#### Provided data ####

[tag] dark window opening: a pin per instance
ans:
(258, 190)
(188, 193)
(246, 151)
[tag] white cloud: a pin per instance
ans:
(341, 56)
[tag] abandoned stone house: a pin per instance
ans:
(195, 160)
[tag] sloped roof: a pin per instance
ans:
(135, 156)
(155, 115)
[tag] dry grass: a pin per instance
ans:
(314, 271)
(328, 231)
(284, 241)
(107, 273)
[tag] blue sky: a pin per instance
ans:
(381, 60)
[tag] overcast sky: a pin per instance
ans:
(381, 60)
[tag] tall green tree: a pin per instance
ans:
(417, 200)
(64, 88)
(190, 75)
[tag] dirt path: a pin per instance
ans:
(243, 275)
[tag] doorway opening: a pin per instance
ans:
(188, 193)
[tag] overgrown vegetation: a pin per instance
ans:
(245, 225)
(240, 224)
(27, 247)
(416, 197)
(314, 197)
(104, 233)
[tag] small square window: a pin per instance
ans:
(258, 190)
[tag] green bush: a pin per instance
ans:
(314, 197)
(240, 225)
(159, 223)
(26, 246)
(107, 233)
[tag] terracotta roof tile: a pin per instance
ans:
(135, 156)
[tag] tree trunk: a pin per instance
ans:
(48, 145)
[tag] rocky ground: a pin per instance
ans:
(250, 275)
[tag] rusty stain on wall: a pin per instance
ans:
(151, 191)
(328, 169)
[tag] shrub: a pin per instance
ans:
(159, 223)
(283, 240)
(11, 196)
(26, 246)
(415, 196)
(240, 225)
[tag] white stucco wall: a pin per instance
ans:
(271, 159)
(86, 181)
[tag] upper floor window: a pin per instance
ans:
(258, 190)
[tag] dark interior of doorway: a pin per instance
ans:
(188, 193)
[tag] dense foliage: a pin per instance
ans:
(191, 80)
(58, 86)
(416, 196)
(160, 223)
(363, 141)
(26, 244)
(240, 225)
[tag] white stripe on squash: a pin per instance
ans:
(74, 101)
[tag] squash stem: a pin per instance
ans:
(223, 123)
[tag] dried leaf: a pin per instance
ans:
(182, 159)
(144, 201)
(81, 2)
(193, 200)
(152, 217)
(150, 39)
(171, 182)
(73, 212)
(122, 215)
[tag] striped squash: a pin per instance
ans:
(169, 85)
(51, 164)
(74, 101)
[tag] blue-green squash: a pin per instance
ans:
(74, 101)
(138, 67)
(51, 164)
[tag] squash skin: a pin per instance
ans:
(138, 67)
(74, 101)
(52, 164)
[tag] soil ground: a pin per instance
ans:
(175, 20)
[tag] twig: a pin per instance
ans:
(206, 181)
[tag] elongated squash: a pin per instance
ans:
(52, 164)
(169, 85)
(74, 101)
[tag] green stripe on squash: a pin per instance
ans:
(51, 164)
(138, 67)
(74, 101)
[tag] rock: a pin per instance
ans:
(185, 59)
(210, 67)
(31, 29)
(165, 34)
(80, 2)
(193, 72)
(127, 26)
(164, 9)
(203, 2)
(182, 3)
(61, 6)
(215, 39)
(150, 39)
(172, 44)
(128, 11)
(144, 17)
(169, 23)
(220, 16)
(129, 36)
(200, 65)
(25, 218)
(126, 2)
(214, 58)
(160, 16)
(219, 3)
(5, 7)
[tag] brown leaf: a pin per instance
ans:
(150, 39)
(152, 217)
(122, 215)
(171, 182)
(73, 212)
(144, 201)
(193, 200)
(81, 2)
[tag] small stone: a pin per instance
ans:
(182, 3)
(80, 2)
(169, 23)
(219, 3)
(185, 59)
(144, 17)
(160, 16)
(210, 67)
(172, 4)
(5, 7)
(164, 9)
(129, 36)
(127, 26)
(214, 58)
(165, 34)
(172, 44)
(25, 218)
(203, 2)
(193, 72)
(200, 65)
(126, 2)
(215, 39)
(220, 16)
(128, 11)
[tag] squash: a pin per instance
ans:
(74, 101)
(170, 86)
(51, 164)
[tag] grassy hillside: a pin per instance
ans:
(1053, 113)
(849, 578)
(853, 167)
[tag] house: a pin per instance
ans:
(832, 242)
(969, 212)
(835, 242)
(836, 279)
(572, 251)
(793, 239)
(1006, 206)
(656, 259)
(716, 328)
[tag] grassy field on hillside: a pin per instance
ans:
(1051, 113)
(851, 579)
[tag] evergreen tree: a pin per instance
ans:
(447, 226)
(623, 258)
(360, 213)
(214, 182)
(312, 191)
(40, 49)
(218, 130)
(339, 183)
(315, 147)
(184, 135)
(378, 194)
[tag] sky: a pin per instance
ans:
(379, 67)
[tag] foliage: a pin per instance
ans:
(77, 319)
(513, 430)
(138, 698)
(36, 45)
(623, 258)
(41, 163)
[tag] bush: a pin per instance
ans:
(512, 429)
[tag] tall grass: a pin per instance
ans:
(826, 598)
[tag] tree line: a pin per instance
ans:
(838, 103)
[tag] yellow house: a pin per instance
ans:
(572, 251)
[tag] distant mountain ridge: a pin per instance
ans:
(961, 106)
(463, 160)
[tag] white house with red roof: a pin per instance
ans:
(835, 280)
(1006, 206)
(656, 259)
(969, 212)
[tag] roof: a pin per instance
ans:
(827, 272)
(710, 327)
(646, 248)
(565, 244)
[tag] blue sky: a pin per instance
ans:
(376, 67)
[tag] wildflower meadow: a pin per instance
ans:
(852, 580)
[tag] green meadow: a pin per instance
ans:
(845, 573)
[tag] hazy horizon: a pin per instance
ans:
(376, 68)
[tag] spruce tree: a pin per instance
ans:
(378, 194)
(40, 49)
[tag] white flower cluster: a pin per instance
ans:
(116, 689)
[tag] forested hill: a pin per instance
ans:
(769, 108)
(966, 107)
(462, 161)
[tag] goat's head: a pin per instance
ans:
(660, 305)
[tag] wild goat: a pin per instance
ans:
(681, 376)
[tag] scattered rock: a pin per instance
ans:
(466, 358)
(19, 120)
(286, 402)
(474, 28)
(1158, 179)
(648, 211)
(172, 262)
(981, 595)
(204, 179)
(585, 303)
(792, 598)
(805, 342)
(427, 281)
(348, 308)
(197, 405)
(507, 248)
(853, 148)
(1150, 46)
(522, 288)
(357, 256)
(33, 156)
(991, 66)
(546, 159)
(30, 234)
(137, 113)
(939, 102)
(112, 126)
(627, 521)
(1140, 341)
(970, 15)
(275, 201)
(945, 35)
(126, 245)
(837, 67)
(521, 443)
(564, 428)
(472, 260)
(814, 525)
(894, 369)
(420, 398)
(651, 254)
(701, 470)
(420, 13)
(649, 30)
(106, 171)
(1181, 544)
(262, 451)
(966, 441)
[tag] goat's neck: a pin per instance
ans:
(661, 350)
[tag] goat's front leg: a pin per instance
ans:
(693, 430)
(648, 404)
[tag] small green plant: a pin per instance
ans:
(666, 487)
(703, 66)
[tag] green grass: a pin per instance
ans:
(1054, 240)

####

__Exercise instructions__
Extract the complete data, matching each line exactly.

__Output below__
[tag] dark window opening: a pin per instance
ans:
(258, 190)
(188, 193)
(246, 151)
[tag] white cloud: a pin per instance
ans:
(341, 56)
[tag] abandoned stone house: a pin per instance
ans:
(195, 160)
[tag] sloped roof: a pin per instance
ans:
(135, 156)
(155, 115)
[tag] dry grass: a pin per instance
ans:
(314, 271)
(328, 231)
(284, 241)
(107, 273)
[tag] blue sky: a pin per instance
ans:
(381, 60)
[tag] overcast sky: a pin per instance
ans:
(381, 60)
[tag] tall green tree: a pin per instance
ans:
(417, 200)
(64, 88)
(190, 75)
[tag] dirt path: a pin per instance
ans:
(243, 275)
[tag] doorway opening: a pin per instance
ans:
(188, 193)
[tag] overgrown vegetation: a pin per instance
ans:
(245, 225)
(240, 224)
(27, 247)
(416, 197)
(314, 197)
(104, 233)
[tag] small square window: a pin per instance
ans:
(258, 190)
[tag] green bush: a pin per instance
ans:
(314, 197)
(240, 225)
(159, 223)
(26, 246)
(107, 233)
[tag] terracotta roof tile: a pin per instance
ans:
(135, 156)
[tag] tree trunk: a pin per instance
ans:
(48, 145)
[tag] rocky ground: a pin per instance
ans:
(250, 275)
[tag] rusty stain on wall: a pin per instance
ans:
(151, 191)
(328, 169)
[tag] shrub: a pin per instance
ans:
(159, 223)
(283, 240)
(11, 196)
(26, 246)
(415, 196)
(240, 225)
[tag] white stucco wall: a pin per instance
ans:
(271, 159)
(86, 181)
[tag] upper floor window: a pin per instance
ans:
(258, 190)
[tag] dark interior of doorway: a pin per instance
ans:
(188, 193)
[tag] dense foliage: a pin per instance
ans:
(191, 80)
(58, 86)
(416, 196)
(160, 223)
(363, 141)
(26, 244)
(240, 225)
[tag] white stripe on squash: a pin per instance
ans:
(74, 101)
[tag] squash stem: a pin per instance
ans:
(223, 123)
[tag] dried leaf: a pin per instance
ans:
(182, 159)
(144, 201)
(81, 2)
(193, 200)
(152, 217)
(150, 39)
(171, 182)
(73, 212)
(122, 215)
[tag] striped squash: a pin per instance
ans:
(169, 85)
(51, 164)
(74, 101)
[tag] blue-green squash: a pin per instance
ans:
(74, 101)
(138, 67)
(51, 164)
[tag] squash skin: a pin per instance
ans:
(138, 67)
(74, 101)
(52, 164)
[tag] soil ground: a pin per instance
ans:
(175, 20)
[tag] twig: a pin per instance
ans:
(206, 181)
[tag] elongated squash: a pin per instance
ans:
(52, 164)
(169, 85)
(74, 101)
[tag] green stripe on squash: a pin per instance
ans:
(51, 164)
(138, 67)
(74, 101)
[tag] rock: a pin per instance
ans:
(185, 59)
(210, 67)
(31, 29)
(165, 34)
(80, 2)
(193, 72)
(127, 26)
(164, 9)
(203, 2)
(182, 3)
(61, 6)
(215, 39)
(150, 39)
(172, 44)
(128, 11)
(144, 17)
(169, 23)
(220, 16)
(129, 36)
(200, 65)
(25, 218)
(126, 2)
(214, 58)
(160, 16)
(219, 3)
(5, 7)
[tag] brown leaf: a pin per instance
ans:
(150, 39)
(152, 217)
(122, 215)
(171, 182)
(73, 212)
(144, 201)
(193, 200)
(81, 2)
[tag] small stone: a pin per instance
ans:
(182, 3)
(80, 2)
(169, 23)
(219, 3)
(185, 59)
(144, 17)
(160, 16)
(210, 67)
(172, 4)
(5, 7)
(164, 9)
(129, 36)
(127, 26)
(214, 58)
(165, 34)
(172, 44)
(25, 218)
(203, 2)
(193, 72)
(200, 65)
(126, 2)
(215, 39)
(220, 16)
(128, 11)
[tag] squash: a pin per instance
ans:
(74, 101)
(170, 86)
(51, 164)
[tag] grassy hillside: a pin per instance
ans:
(1053, 113)
(849, 578)
(853, 167)
[tag] house: a pin per instance
ans:
(832, 242)
(969, 212)
(835, 242)
(836, 279)
(572, 251)
(793, 239)
(1006, 206)
(656, 259)
(716, 328)
[tag] grassy field on hillside: a pin per instance
ans:
(1051, 113)
(851, 579)
[tag] evergreen tree: a pin per instance
ans:
(447, 226)
(623, 258)
(360, 213)
(214, 182)
(312, 191)
(40, 49)
(218, 130)
(339, 183)
(315, 147)
(184, 135)
(378, 194)
[tag] sky: a pin per instance
ans:
(379, 67)
[tag] foliage: a pin per instance
ans:
(77, 319)
(513, 430)
(138, 698)
(36, 45)
(623, 258)
(41, 163)
[tag] bush: a pin per instance
ans:
(512, 429)
[tag] tall grass: a pin per instance
ans:
(826, 598)
[tag] tree line: a pin per instance
ans:
(838, 103)
[tag] yellow house: a pin per instance
ans:
(572, 251)
[tag] distant mountain ridge: a pin per instance
ans:
(961, 106)
(463, 160)
[tag] white house with red roof: a pin per instance
ans:
(835, 280)
(1006, 206)
(656, 259)
(969, 212)
[tag] roof: a pin per instance
ans:
(827, 272)
(710, 327)
(646, 248)
(565, 244)
[tag] blue sky: a pin per instance
ans:
(376, 67)
[tag] wildflower meadow: a pin per instance
ans:
(852, 580)
[tag] green meadow: a pin per instance
ans:
(845, 573)
[tag] hazy horizon: a pin per instance
ans:
(376, 68)
[tag] spruce tree: a pin per instance
ans:
(378, 194)
(40, 49)
[tag] white flower cluster: a pin per instance
ans:
(116, 689)
[tag] forested hill: a pin per instance
ans:
(769, 108)
(966, 107)
(462, 161)
[tag] goat's head: a pin per instance
ans:
(660, 305)
[tag] wild goat: a pin per instance
ans:
(681, 376)
[tag] scattered rock: a pin per instance
ans:
(466, 358)
(19, 120)
(286, 402)
(474, 28)
(1158, 179)
(648, 211)
(172, 262)
(981, 595)
(204, 179)
(585, 303)
(792, 598)
(805, 342)
(427, 281)
(348, 308)
(197, 405)
(507, 248)
(853, 148)
(1150, 46)
(522, 288)
(357, 256)
(33, 156)
(991, 66)
(546, 159)
(30, 234)
(137, 113)
(939, 102)
(112, 126)
(627, 521)
(1140, 341)
(970, 15)
(275, 201)
(945, 35)
(126, 245)
(837, 67)
(521, 443)
(564, 428)
(472, 260)
(814, 525)
(894, 369)
(420, 398)
(651, 254)
(701, 470)
(420, 13)
(649, 30)
(106, 171)
(1181, 544)
(262, 451)
(966, 441)
[tag] goat's neck: a pin per instance
ans:
(661, 350)
[tag] goat's front leg: a pin per instance
ans:
(693, 430)
(648, 404)
[tag] small green plant: a pin per instance
ans:
(666, 487)
(703, 66)
[tag] green grass: a pin per instance
ans:
(1054, 240)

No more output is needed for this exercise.